--- start of Data shown ---

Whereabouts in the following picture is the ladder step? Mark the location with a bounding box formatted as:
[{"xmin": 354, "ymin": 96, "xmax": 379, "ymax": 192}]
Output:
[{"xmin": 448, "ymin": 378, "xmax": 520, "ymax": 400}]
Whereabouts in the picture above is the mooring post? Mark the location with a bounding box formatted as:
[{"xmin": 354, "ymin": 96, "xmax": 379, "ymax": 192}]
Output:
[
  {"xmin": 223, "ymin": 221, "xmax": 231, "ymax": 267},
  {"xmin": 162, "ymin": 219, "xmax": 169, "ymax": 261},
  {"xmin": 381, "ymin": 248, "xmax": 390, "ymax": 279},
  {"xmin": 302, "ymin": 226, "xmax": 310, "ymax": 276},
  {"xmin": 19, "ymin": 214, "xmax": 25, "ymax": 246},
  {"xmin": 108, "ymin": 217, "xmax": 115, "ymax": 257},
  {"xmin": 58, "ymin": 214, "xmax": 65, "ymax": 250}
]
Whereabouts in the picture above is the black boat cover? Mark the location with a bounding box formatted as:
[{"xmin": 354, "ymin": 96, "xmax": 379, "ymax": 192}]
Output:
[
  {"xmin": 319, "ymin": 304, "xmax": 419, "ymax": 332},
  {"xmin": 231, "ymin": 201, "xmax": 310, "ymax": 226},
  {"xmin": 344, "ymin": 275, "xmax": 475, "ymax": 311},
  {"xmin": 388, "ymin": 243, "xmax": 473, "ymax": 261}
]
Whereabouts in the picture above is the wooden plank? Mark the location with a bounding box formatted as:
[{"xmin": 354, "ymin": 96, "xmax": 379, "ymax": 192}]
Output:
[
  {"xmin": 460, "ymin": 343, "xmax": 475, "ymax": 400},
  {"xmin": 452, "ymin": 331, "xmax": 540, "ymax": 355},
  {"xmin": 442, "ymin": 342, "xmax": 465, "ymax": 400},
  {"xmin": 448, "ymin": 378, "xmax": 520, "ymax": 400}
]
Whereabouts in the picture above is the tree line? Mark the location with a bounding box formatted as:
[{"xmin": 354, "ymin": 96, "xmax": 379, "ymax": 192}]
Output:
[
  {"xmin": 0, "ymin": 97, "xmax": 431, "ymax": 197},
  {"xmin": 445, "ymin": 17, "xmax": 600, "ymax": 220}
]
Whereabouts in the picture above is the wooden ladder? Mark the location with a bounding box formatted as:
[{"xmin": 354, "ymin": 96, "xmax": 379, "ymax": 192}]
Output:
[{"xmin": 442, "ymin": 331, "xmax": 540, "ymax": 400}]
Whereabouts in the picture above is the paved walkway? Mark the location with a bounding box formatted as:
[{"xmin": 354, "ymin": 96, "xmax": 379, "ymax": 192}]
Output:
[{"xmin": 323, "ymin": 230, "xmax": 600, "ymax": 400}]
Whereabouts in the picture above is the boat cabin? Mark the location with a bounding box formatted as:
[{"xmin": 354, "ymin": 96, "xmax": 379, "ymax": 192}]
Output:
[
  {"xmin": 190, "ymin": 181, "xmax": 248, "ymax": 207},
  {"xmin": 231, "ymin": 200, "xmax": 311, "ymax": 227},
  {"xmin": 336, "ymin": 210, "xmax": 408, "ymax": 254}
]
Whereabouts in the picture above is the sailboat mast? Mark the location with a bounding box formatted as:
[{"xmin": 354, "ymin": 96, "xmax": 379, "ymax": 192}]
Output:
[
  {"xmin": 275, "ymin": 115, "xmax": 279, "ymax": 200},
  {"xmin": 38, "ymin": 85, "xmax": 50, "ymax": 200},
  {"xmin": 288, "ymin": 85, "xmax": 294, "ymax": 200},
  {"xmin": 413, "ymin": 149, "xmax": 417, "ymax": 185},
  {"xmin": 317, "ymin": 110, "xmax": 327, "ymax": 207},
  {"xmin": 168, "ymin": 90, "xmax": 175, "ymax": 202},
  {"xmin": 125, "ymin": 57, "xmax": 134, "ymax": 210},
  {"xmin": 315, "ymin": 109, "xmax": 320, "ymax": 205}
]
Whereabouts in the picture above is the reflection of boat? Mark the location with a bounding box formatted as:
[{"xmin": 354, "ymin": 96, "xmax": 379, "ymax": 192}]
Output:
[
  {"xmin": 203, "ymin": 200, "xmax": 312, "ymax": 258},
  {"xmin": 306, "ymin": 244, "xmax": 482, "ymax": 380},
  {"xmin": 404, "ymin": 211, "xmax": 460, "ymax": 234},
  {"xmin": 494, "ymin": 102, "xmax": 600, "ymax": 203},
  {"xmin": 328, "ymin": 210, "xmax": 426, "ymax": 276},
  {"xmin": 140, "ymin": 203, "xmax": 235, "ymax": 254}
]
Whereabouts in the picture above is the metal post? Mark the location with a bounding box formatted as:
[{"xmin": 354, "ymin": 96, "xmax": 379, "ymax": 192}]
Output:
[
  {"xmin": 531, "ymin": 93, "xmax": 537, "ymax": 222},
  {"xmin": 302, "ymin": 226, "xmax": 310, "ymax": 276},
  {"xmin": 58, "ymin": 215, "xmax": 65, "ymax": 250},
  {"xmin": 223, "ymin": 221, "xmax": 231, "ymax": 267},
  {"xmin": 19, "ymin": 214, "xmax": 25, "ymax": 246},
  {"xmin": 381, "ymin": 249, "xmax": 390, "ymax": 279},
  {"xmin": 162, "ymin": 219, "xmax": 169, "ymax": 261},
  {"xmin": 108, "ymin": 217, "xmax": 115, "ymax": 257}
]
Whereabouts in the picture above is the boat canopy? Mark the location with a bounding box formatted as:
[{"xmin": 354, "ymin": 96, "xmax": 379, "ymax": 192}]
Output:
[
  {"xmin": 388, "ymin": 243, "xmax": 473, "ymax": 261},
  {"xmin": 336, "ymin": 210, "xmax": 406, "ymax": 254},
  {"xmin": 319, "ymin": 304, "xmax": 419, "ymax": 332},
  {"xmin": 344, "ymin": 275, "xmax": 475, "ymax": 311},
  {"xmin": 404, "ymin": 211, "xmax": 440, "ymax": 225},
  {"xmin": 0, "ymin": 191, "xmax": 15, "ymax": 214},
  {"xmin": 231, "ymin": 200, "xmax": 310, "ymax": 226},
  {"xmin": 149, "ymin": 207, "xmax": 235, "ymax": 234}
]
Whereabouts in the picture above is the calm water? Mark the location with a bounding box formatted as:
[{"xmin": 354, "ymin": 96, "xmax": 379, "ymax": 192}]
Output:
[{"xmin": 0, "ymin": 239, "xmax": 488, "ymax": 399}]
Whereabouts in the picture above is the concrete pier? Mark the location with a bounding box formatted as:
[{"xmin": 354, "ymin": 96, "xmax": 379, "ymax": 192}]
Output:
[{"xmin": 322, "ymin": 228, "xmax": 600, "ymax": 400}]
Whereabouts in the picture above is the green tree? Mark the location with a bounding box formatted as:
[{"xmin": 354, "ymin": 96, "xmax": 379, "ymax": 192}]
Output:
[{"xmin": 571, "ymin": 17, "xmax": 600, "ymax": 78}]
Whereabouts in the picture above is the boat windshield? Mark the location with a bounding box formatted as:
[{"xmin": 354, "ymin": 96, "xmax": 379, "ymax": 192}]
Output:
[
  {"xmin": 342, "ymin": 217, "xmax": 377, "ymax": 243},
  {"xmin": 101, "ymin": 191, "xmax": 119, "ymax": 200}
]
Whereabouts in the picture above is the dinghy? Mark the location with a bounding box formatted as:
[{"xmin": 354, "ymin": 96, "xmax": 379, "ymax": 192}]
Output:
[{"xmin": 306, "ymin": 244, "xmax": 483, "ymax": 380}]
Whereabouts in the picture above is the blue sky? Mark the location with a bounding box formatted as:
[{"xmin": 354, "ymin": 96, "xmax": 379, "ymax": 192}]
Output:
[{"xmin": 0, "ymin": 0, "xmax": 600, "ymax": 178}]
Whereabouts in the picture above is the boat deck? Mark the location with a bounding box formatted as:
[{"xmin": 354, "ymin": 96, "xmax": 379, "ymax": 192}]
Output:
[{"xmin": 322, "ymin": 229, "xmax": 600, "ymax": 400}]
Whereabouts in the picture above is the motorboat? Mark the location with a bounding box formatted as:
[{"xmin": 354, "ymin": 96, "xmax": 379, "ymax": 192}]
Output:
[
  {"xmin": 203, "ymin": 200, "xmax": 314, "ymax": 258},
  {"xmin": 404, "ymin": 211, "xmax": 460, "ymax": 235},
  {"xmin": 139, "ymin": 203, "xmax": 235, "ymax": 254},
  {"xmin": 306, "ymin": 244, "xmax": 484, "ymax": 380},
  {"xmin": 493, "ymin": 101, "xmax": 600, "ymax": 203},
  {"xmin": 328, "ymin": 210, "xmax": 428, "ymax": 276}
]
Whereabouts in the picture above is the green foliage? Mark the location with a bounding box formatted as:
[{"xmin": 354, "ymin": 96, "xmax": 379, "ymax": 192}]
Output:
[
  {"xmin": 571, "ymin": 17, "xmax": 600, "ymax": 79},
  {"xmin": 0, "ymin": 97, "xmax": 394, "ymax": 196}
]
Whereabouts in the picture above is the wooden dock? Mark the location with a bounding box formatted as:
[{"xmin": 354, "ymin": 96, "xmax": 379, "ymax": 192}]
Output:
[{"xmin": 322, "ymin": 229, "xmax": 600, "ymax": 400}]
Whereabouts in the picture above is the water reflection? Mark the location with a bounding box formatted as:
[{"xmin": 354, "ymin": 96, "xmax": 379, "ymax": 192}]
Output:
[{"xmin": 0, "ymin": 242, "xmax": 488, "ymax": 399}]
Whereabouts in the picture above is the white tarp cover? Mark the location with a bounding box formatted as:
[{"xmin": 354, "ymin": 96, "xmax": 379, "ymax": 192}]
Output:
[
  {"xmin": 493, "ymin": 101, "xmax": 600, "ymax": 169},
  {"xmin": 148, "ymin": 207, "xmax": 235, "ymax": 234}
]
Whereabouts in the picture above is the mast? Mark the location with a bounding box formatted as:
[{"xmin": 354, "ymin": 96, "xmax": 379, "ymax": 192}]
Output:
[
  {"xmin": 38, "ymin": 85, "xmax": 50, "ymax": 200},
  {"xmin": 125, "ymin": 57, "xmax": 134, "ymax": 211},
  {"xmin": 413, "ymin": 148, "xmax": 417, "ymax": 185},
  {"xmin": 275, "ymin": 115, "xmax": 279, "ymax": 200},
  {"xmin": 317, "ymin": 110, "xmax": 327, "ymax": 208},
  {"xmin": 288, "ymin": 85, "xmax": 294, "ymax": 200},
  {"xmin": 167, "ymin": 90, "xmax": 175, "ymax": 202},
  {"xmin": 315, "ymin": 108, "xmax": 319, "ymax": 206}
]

--- end of Data shown ---

[Set problem]: Identify each line in the records above that contains the word "tree", and copy those lines out.

[Exercise response]:
Whereabouts in the picture above is the tree line? Mark the location with a bounding box formatted as:
Whereabouts in the picture above is the green tree? Mark the location with a bounding box formatted as:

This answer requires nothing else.